WHAT YOU WILL DO>
Collect every line in the entries below that contains the word "gold". Case matters.

ROWS>
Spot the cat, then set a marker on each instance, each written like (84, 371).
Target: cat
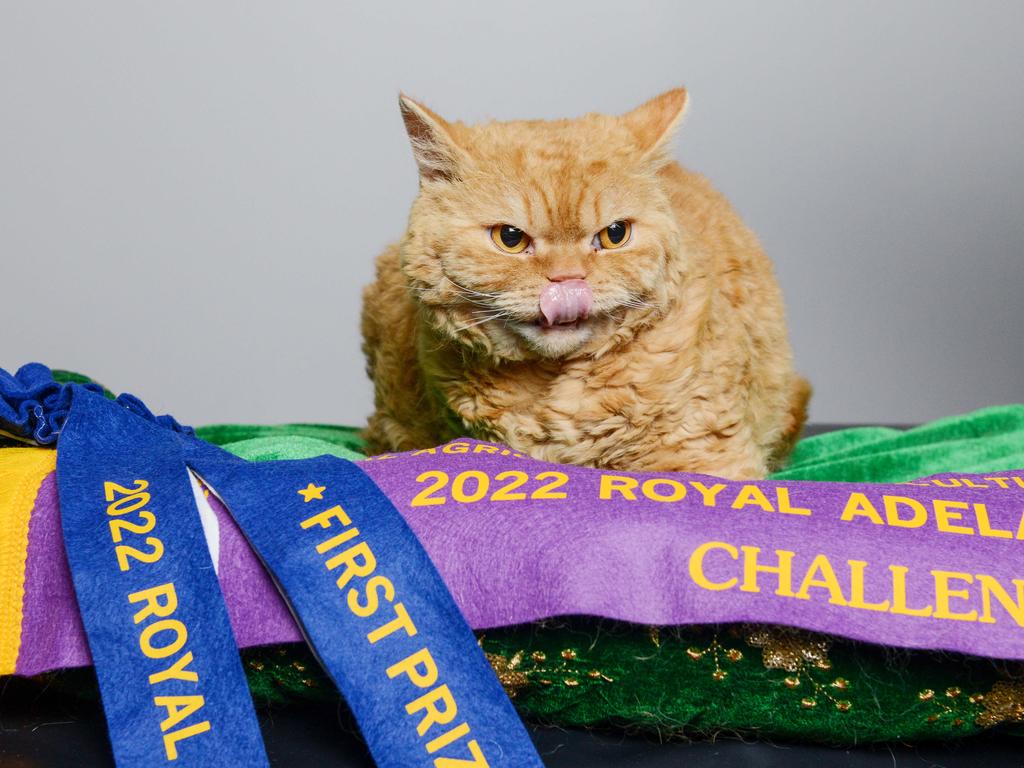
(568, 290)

==

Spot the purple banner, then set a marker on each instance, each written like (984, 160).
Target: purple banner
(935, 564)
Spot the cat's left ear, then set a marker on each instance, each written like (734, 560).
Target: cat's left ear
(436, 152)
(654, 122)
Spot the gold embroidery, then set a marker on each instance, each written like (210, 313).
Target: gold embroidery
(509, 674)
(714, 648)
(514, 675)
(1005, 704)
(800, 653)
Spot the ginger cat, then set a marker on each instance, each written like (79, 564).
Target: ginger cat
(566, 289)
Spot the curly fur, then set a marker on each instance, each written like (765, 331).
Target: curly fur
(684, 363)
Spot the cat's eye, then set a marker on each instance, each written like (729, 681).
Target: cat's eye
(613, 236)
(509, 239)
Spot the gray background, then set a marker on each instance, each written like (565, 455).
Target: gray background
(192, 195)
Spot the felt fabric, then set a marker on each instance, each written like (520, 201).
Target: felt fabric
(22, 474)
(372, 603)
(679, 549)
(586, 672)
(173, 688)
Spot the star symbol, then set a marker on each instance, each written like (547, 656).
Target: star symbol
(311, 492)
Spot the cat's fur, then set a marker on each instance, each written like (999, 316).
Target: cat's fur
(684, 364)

SOLUTION TO THE EXERCISE>
Spot the gold embroidery, then set a marker on each instance, each written like (210, 313).
Target: gold embroidery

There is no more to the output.